» **資料文**:
------------------------------------------------

1. 膀胱癌とは
膀胱は尿を貯めたり排出したりする臓器です。尿は腎臓で作られ尿管という細い管を通って膀胱まで流れます。膀胱は尿を貯める時はのびて(弛緩)、排尿する時は縮む(収縮)働きをします。膀胱は伸び縮みする筋肉の袋で、内側を粘膜(移行上皮)で覆われている構造をしています。
一般に膀胱癌は移行上皮癌が多く、粘膜(移行上皮)から発生するものがほとんどです。肉眼的にはイソギンチャクのようにみえる乳頭状腫瘍が多くみられます。これは比較的早期のもの多く、表面がつるんとした非乳頭状腫瘍は膀胱の筋層まで広がった比較的進行したものが多い傾向にあります。このほかに扁平な上皮内癌というタイプもあります。膀胱癌は多発したり、再発を繰り返しやすい特徴があります。
古典的には染料に含まれる化学物質が膀胱癌を発生させていましたが、現在では喫煙が最大の危険因子です。
2. 膀胱癌の症状
血尿や頻尿、排尿時痛などの膀胱炎様症状があります。多くが痛みなどの症状がなく目で見てわかる血尿(肉眼的血尿)がみられます。検診で血尿を指摘されて精密検査で発見される場合もあります。
3. 膀胱癌の診断

最も確実性の高い検査は膀胱鏡です。現在は検査の苦痛が少ない軟性膀胱鏡が用いられます。軟性膀胱鏡だと麻酔も必要ありません。検査中に膀胱内の様子をテレビモニターに映し出して一緒に見ることができます。
尿細胞診
尿中に癌細胞が混ざっていないかどうか判定する検査です。実際に腫瘍があっても陰性になることがありますが、陽性の場合に腫瘍が見つかる可能性が高く、内視鏡でわかりにくい扁平な上皮内癌や腎盂尿管腫瘍の可能性について手がかりが得られるため有用な検査とされています。
超音波検査
膀胱鏡の替わりに用いられることがありますが、1cm程度の大きさがないと見えないことがあります。腎臓の状態も見ることで、膀胱癌が腎臓から膀胱までの尿の流れを妨げていないか判定できます。

------------------------------------------------

» **データ**:

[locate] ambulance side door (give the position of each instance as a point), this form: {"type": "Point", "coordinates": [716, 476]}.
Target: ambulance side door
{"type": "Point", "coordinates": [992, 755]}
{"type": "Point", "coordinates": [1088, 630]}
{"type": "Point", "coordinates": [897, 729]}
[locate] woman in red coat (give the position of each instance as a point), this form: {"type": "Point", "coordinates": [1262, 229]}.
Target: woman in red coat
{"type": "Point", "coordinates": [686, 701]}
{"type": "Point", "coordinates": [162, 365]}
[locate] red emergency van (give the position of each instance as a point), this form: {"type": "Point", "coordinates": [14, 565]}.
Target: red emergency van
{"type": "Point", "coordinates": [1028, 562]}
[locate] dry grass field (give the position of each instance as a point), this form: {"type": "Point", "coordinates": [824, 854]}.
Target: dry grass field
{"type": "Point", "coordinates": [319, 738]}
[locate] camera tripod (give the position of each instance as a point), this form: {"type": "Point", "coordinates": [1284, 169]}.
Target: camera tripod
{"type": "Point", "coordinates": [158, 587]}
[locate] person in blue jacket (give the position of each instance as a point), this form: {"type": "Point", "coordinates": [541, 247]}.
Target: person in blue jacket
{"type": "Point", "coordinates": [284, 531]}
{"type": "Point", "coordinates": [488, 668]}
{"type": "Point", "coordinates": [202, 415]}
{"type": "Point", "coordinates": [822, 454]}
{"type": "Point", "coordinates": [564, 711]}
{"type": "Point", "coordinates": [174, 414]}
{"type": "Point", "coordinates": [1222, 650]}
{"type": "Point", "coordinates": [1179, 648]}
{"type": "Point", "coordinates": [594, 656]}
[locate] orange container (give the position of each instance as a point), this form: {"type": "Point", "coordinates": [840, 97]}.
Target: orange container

------------------------------------------------

» **課題の指示**: 膀胱癌についての資料文を、最後の文の後から書き継いでください。 項目はここでは使いません。

» **解答欄**:
排泄性尿路造影
ある大きさ以上になると膀胱に陰が写ります。膀胱内の腫瘍よりは腎臓から膀胱まで(腎盂、尿管、腎機能など)の異常がないか判定するのに有効です。
CT、MRI
癌の浸潤度、進行度(転移の有無)の判定に有効です。
4. 膀胱癌の鑑別診断
肉腫、炎症、結石、結核、他の腫瘍(子宮癌、大腸癌など)の浸潤、瘻孔(大腸、直腸、膣など)
5. 膀胱癌の病期診断と病期分類(ステージ)

腫瘍が粘膜内にとどまった状態を表在性、筋層にまで達している場合を浸潤性、転移を有する場合を転移性といいます。この判定には実際に腫瘍を削って顕微鏡 で判定する必要があります(経尿道的膀胱腫瘍切除術(TUR-Bt))。この深さの診断以外に腫瘍を構成している細胞の顔つきともいえるグレードを判定し ます。また上皮内癌の有無も判定します。
6. 膀胱癌の治療

はじめに経尿道的膀胱腫瘍切除術(TUR-Bt)を行い、腫瘍の深さ(浸潤度)とグレード、上皮内癌の有無を顕微鏡検査(病理検査)で判定します。経尿道的膀胱腫瘍切除術の詳細は以下を参照してください。
表在性癌の場合
腫瘍の悪性度が比較的低く、数が少ない、上皮内癌がないなどの条件がそろった場合はTUR-Btのみで補助療法は行わず経過観察をします。悪性度が高い、再発を繰り返す、多発、上皮内癌があるなどの場合は、再発予防を目的としてTUR-Btの後にBCGやMMC(マイトマイシンC)などの膀胱内注入療法を行います。
腫瘍が表在性であっても広範囲であったり、再発のコントロールができない場合は膀胱全摘を行わなければならないことがあります。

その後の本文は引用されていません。